*** Block opens ***

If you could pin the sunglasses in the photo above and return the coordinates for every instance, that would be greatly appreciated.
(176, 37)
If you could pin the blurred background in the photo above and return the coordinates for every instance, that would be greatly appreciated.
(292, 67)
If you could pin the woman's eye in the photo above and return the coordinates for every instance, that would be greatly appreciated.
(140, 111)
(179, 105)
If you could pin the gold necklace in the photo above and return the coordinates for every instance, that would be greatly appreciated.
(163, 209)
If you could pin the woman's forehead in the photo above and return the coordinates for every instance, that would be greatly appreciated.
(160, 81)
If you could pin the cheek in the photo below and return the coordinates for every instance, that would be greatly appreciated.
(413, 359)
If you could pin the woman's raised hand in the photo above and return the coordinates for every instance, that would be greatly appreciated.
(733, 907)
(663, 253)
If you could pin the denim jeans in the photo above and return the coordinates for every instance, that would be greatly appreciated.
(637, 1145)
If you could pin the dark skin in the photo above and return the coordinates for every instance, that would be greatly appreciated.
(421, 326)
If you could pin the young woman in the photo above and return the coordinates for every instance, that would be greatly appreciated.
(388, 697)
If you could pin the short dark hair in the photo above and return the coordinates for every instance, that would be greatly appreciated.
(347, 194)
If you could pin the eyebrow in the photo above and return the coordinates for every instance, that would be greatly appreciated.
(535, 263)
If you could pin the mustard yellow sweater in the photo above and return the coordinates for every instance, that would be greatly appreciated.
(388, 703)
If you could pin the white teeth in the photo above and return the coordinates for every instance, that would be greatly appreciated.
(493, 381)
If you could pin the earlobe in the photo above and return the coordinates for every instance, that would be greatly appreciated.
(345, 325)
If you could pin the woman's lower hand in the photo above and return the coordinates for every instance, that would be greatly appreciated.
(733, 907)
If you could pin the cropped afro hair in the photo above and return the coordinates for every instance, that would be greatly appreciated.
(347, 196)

*** Block closes ***

→ How to complete this task:
All the records above need to be set down again exactly as they were given.

→ Problem solution:
If you could pin the sunglasses in the photo above and return the coordinates for every instance, that would be greatly appreciated.
(176, 37)
If you could pin the blurred background in the photo above and return the coordinates for every instance, that would be greatly appreciated.
(292, 67)
If you could pin the woman's eye in the photo above and return the coordinates for every instance, that would be greatly appreciated.
(140, 111)
(179, 105)
If you could pin the gold necklace in the photo above and return the coordinates for every instance, that would be greatly appreciated.
(163, 209)
If you could pin the woman's forehead in the photo above and return the coordinates for every instance, that would be greatly appreciated.
(160, 81)
If you could pin the cheek in the photo below and return the coordinates for every instance, that would be greatly appreciated.
(413, 359)
If you could pin the woman's raised hand in the photo above and return the coordinates for every instance, that would be greatly appreciated.
(733, 907)
(663, 253)
If you could pin the denim jeans in the photo above and return the coordinates for every instance, that would be greatly appreciated.
(637, 1145)
If you could pin the dark skin in the photo above and return the coordinates for every instance, that would be greatly appreciated.
(421, 326)
If you could pin the young woman in the photo above and return the coordinates for every instance, that would be greatly appreciated.
(388, 697)
If you could pin the short dark hair in the photo above and return the coordinates for every instance, that would be greatly appreciated.
(347, 194)
If you could pin the eyebrow in the photo above and return the coordinates for every instance, that would be greatly appreciated.
(535, 263)
If you could pin the mustard yellow sweater in the photo above and return the coordinates for every instance, that would be greatly appreciated.
(388, 703)
If you could pin the white teeth in the photo above and return the coordinates for every instance, that would be greatly appreciated.
(493, 381)
If you could pin the earlobe in the photo above and return the coordinates for every instance, that would be greatly appreciated.
(345, 325)
If you could pin the woman's lower hand in the photo above and return the coordinates for every instance, that would be greatly appreciated.
(733, 907)
If you could pin the cropped afro hair in the photo above and return the coordinates for every instance, that would be greatly appreciated.
(347, 196)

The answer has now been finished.